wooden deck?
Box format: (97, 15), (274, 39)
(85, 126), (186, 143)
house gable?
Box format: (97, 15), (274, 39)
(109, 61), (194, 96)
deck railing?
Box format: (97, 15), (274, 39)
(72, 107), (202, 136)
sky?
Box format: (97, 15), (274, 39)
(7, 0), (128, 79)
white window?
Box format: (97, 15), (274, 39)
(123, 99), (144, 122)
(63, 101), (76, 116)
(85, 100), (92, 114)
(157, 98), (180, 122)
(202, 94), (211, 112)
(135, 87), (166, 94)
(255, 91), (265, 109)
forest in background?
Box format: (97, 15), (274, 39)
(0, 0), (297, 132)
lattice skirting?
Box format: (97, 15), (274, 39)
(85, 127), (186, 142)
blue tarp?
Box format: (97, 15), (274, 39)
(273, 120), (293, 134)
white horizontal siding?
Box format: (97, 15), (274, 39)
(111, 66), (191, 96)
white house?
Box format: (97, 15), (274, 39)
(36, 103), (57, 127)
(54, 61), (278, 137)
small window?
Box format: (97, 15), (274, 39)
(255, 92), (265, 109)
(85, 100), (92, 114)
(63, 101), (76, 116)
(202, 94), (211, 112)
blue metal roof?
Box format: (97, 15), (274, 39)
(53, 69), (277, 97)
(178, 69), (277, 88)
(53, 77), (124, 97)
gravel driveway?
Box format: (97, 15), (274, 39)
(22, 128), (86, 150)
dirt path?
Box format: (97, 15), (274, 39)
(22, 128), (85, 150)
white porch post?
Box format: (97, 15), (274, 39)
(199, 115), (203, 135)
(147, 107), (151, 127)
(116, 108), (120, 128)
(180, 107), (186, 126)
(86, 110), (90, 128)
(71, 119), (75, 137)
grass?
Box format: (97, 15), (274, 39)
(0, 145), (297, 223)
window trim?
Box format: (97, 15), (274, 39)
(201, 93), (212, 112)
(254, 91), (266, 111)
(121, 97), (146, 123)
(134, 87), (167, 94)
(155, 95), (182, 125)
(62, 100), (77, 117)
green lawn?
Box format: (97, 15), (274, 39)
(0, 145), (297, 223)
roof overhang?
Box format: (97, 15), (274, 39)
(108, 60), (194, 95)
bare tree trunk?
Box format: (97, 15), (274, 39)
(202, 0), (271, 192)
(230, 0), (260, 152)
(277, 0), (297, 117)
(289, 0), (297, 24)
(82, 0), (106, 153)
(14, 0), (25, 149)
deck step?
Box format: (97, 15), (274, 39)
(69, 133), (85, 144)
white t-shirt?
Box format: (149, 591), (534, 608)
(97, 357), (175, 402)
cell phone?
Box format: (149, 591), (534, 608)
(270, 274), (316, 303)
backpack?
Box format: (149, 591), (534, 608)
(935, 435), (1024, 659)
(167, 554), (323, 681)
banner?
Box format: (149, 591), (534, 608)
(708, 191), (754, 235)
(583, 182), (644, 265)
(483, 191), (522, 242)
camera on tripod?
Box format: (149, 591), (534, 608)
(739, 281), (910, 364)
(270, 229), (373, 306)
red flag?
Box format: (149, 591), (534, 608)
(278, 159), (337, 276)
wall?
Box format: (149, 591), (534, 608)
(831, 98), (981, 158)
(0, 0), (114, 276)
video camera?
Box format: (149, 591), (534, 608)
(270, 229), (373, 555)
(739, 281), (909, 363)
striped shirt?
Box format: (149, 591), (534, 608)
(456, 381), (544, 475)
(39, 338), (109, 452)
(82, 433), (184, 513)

=======

EXERCISE TASK:
Recast the lines from the one containing "white horizontal siding?" up to and including the one containing "(167, 554), (323, 681)" as a Markdown table with the columns Row and Line, numbering each line and omitting any blank lines.

RESULT OF THIS TASK:
| Row | Line |
|---|---|
| 1 | white horizontal siding? |
| 2 | Box format: (97, 15), (274, 39) |
| 3 | (111, 66), (191, 96) |
| 4 | white house? |
| 5 | Box format: (97, 15), (274, 39) |
| 6 | (36, 103), (57, 127) |
| 7 | (54, 61), (278, 137) |
| 8 | small window? |
| 9 | Box format: (97, 15), (274, 39) |
| 10 | (255, 92), (265, 109) |
| 11 | (85, 100), (92, 114) |
| 12 | (63, 101), (76, 116) |
| 13 | (202, 94), (211, 112) |
| 14 | blue metal roof? |
| 15 | Box format: (97, 15), (274, 39) |
| 16 | (53, 69), (277, 97) |
| 17 | (178, 69), (277, 88) |
| 18 | (53, 77), (124, 97) |
| 19 | gravel driveway? |
| 20 | Box format: (97, 15), (274, 39) |
| 21 | (22, 128), (86, 150) |
| 22 | dirt path? |
| 23 | Box format: (97, 15), (274, 39) |
| 24 | (22, 128), (85, 150) |
| 25 | white porch post? |
| 26 | Box format: (97, 15), (274, 39) |
| 27 | (199, 115), (203, 135) |
| 28 | (147, 107), (151, 127) |
| 29 | (116, 108), (120, 128) |
| 30 | (180, 107), (186, 126) |
| 31 | (86, 110), (90, 128) |
| 32 | (71, 119), (75, 137) |
| 33 | grass? |
| 34 | Box format: (97, 15), (274, 39) |
| 35 | (0, 145), (297, 223) |
| 36 | window trim? |
| 37 | Box format: (97, 15), (274, 39) |
| 38 | (201, 93), (212, 112) |
| 39 | (254, 91), (266, 111) |
| 40 | (121, 97), (146, 123) |
| 41 | (134, 87), (167, 94) |
| 42 | (155, 95), (182, 125) |
| 43 | (62, 100), (77, 117) |
| 44 | green lawn? |
| 45 | Box format: (97, 15), (274, 39) |
| 46 | (0, 145), (297, 223) |
| 47 | roof overhang? |
| 48 | Box format: (97, 15), (274, 39) |
| 49 | (108, 60), (194, 95) |
| 50 | bare tree trunk? |
| 51 | Box format: (97, 15), (274, 39) |
| 52 | (202, 0), (271, 192) |
| 53 | (230, 0), (260, 152) |
| 54 | (277, 0), (297, 117) |
| 55 | (289, 0), (297, 24) |
| 56 | (82, 0), (106, 153) |
| 57 | (14, 0), (25, 149) |
| 58 | deck step? |
| 59 | Box format: (97, 15), (274, 39) |
| 60 | (69, 133), (85, 144) |
| 61 | white t-shirt? |
| 62 | Box format: (149, 591), (534, 608) |
| 63 | (97, 357), (175, 402) |
| 64 | cell phone? |
| 65 | Box format: (149, 591), (534, 608) |
| 66 | (270, 274), (316, 303) |
| 67 | backpack? |
| 68 | Box format: (149, 591), (534, 608) |
| 69 | (935, 435), (1024, 659) |
| 70 | (167, 554), (323, 681) |